Rincian Tugas:
Lanjutkan teks Hosea 2 di bawah ini, mulai sesudah kalimat terakhir yang tertera.

Sumber:
--------------------------------------------------
Monday, February 10, 2014

Hosea 2








Ev. Peter Yosua

Hosea 2
1 Katakanlah kepada saudara-saudaramu laki-laki: "Ami!" dan kepada saudara-saudaramu perempuan: "Ruhama!"
2  "Adukanlah ibumu, adukanlah, sebab dia bukan isteri-Ku, dan Aku ini bukan suaminya; biarlah dijauhkannya sundalnya dari mukanya, dan zinahnya dari antara buah dadanya,
3   supaya jangan Aku menanggalkan pakaiannya sampai dia telanjang, dan membiarkan dia seperti pada hari dia dilahirkan, membuat dia seperti padang gurun, dan membuat dia seperti tanah kering, lalu membiarkan dia mati kehausan.
4   Tentang anak-anaknya, Aku tidak menyayangi mereka, sebab mereka adalah anak-anak sundal.
5   Sebab ibu mereka telah menjadi sundal; dia yang mengandung mereka telah berlaku tidak senonoh. Sebab dia berkata: Aku mau mengikuti para kekasihku, yang memberi roti dan air minumku, bulu domba dan kain lenanku, minyak dan minumanku.
6 Sebab itu, sesungguhnya, Aku akan menyekat jalannya dengan duri-duri, dan mendirikan pagar tembok mengurung dia, sehingga dia tidak dapat menemui jalannya.
7  Dia akan mengejar para kekasihnya, tetapi tidak akan mencapai mereka; dia akan mencari mereka, tetapi tidak bertemu dengan mereka. Maka dia akan berkata: Aku akan pulang kembali kepada suamiku yang pertama, sebab waktu itu aku lebih berbahagia dari pada sekarang.
8 Tetapi dia tidak insaf bahwa Akulah yang memberi kepadanya gandum, anggur dan minyak, dan yang memperbanyak bagi dia perak dan emas yang dibuat mereka menjadi patung Baal.
9   Sebab itu Aku akan mengambil kembali gandum-Ku pada masanya dan anggur-Ku pada musimnya, dan akan merampas kain bulu domba dan kain lenan-Ku yang harus menutupi auratnya.
10 Dan sekarang, Aku akan menyingkapkan kemaluannya, di depan mata para kekasihnya, dan seorangpun tidak akan melepaskan dia dari tangan-Ku.
11 Aku akan menghentikan segala kegirangannya, hari rayanya, bulan barunya dan hari Sabatnya dan segala perayaannya.
12 Aku akan memusnahkan pohon anggurnya dan pohon aranya, yang tentangnya dikatakannya: Ini semuanya pemberian kepadaku, yang dihadiahkan kepadaku oleh para kekasihku! Aku akan membuatnya menjadi hutan, dan binatang-binatang di padang akan memakannya habis.
13 Dan Aku akan menghukum dia karena hari-hari ketika dia membakar korban untuk para Baal, berhias dengan anting-antingnya dan kalungnya, dan mengikuti para kekasihnya dan melupakan Aku," demikianlah firman TUHAN.
--------------------------------------------------
Data Mentah:

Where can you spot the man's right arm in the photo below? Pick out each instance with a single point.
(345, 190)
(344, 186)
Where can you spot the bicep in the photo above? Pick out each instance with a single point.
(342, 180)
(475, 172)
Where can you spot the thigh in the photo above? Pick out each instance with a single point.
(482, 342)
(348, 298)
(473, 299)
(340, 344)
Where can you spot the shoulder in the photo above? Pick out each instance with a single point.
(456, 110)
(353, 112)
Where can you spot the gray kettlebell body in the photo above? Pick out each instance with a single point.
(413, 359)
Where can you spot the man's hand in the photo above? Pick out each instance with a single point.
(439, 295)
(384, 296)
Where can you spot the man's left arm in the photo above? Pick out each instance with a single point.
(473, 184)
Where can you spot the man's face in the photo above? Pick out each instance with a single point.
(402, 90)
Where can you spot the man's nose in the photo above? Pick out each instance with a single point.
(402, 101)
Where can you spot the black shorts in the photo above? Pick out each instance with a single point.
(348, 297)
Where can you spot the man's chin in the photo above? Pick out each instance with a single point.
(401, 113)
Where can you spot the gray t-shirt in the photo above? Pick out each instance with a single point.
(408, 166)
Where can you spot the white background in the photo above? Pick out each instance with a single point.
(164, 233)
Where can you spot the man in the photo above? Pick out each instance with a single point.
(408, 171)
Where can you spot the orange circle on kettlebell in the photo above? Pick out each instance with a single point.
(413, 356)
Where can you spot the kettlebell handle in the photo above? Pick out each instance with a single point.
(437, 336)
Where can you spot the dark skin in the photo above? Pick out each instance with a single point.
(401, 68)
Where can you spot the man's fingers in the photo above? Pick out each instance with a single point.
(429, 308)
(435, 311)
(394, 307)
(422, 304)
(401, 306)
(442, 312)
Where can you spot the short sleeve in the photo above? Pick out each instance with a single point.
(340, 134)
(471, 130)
--------------------------------------------------
Hasil Tugas:
14 "Sebab itu, sesungguhnya, Aku ini akan membujuk dia, dan membawa dia ke padang gurun, dan berbicara menenangkan hatinya.
15  Aku akan memberikan kepadanya kebun anggurnya dari sana, dan membuat lembah Akhor menjadi pintu pengharapan. Maka dia akan merelakan diri di sana seperti pada masa mudanya, seperti pada waktu dia berangkat keluar dari tanah Mesir.
16  Maka pada waktu itu, demikianlah firman TUHAN, engkau akan memanggil Aku: Suamiku, dan tidak lagi memanggil Aku: Baalku!
17  Lalu Aku menjauhkan nama para Baal dari mulutmu, maka nama mereka tidak lagi disebut.
18 Aku akan mengikat perjanjian bagimu pada waktu itu dengan binatang-binatang di padang dan dengan burung-burung di udara, dan binatang-binatang melata di muka bumi; Aku akan meniadakan busur panah, pedang dan alat perang dari negeri, dan akan membuat engkau berbaring dengan tenteram.
19 Aku akan menjadikan engkau isteri-Ku untuk selama-lamanya dan Aku akan menjadikan engkau isteri-Ku dalam keadilan dan kebenaran, dalam kasih setia dan kasih sayang.
20 Aku akan menjadikan engkau isteri-Ku dalam kesetiaan, sehingga engkau akan mengenal TUHAN.
21 Maka pada waktu itu, demikianlah firman TUHAN, Aku akan mendengarkan langit, dan langit akan mendengarkan bumi.
22  Bumi akan mendengarkan gandum, anggur dan minyak, dan mereka ini akan mendengarkan Yizreel.
23 Aku akan menaburkan dia bagi-Ku di bumi, dan akan menyayangi Lo-Ruhama, dan Aku berkata kepada Lo-Ami: Umat-Ku engkau! dan ia akan berkata: Allahku!"

Perlukah Marah?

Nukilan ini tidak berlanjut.